→ **Exercise description**: Copy out every line of the records below, requests included. Scale each bounding-box coordinate in the answers by 0.2 and round to the nearest whole number, rounding halves up, but leave the numbers in the requests unchanged.

→ **A few records**:

* * * * * * *

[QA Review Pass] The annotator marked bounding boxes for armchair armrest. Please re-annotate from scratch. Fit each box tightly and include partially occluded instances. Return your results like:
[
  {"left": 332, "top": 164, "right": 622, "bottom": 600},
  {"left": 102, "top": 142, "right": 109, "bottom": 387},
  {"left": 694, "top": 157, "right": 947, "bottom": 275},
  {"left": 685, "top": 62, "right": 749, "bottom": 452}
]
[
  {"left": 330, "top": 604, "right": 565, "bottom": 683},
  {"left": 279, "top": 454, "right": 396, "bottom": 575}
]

* * * * * * *

→ **Exercise output**:
[QA Review Pass] The annotator marked bounding boxes for armchair armrest. Please re-annotate from scratch. Fit each box tightly and include partially occluded instances. Return your results like:
[
  {"left": 332, "top": 164, "right": 622, "bottom": 600},
  {"left": 102, "top": 142, "right": 109, "bottom": 387},
  {"left": 694, "top": 157, "right": 947, "bottom": 275},
  {"left": 685, "top": 62, "right": 749, "bottom": 452}
]
[
  {"left": 66, "top": 121, "right": 113, "bottom": 137},
  {"left": 56, "top": 91, "right": 79, "bottom": 115}
]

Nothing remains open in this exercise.